**WHAT IS BEING ASKED:** Copy out everything from the line containing "bush by providing a bounding box for each." down to the line containing "[68,28,79,41]", both of those lines included, with no changes at all.

Dataset excerpt
----

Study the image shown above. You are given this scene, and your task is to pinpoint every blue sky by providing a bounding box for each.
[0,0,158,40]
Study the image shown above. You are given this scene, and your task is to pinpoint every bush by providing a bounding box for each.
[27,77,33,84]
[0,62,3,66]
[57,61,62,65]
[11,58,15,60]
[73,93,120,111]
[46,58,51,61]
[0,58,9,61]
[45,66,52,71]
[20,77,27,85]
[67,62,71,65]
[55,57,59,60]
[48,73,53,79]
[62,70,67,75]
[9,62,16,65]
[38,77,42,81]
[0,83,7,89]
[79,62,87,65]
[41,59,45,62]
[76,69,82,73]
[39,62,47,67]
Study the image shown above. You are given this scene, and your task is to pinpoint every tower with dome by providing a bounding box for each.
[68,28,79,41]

----

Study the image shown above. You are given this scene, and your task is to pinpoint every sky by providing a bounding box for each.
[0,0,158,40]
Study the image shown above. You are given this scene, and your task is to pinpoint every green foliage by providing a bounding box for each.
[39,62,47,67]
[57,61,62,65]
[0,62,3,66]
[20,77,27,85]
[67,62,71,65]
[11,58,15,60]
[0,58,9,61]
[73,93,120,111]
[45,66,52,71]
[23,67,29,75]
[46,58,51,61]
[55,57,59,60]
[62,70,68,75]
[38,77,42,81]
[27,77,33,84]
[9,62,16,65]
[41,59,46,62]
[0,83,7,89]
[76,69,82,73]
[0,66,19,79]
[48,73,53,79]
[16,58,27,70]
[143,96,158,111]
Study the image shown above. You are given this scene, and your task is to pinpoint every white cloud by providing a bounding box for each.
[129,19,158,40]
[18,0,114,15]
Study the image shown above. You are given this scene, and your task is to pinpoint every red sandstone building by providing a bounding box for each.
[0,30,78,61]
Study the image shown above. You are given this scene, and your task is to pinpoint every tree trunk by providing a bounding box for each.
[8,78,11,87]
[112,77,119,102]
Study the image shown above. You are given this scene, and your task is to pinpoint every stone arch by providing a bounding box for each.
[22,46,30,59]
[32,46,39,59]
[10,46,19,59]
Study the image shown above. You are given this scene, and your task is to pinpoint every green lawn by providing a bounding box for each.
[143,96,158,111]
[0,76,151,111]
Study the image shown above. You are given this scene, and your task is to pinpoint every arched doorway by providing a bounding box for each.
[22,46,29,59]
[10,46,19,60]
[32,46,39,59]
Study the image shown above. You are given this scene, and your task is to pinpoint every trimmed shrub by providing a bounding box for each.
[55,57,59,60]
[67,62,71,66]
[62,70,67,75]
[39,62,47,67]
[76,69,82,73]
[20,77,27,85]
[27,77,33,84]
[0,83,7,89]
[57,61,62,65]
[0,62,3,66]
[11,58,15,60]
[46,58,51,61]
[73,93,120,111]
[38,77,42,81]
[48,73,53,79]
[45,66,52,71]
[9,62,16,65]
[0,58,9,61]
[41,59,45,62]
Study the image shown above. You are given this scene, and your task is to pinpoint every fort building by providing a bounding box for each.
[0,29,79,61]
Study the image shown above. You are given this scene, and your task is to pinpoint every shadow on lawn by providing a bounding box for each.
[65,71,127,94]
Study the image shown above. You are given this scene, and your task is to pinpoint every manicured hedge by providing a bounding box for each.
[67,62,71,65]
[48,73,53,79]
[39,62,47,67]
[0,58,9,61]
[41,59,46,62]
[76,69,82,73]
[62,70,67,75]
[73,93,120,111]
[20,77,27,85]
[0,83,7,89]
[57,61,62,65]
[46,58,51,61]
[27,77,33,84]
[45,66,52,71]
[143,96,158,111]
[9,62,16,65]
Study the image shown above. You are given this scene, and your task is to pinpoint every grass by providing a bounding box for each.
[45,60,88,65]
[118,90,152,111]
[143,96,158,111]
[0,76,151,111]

----

**TASK SOLUTION:**
Study the image shown above. You are given this scene, and your task is to pinpoint every bush by providing a bounding box for each.
[27,77,33,84]
[0,62,3,66]
[57,61,62,65]
[11,58,15,60]
[73,93,120,111]
[46,58,51,61]
[0,58,9,61]
[45,66,52,71]
[20,77,27,85]
[67,62,71,65]
[55,57,59,60]
[48,73,53,79]
[62,70,67,75]
[9,62,16,65]
[38,77,42,81]
[0,83,7,89]
[79,62,87,65]
[41,59,45,62]
[76,69,82,73]
[39,62,47,67]
Study the image shown above. You are given this scene, and your task is to pinpoint every tower with dome by providing a bounding box for each.
[68,28,79,41]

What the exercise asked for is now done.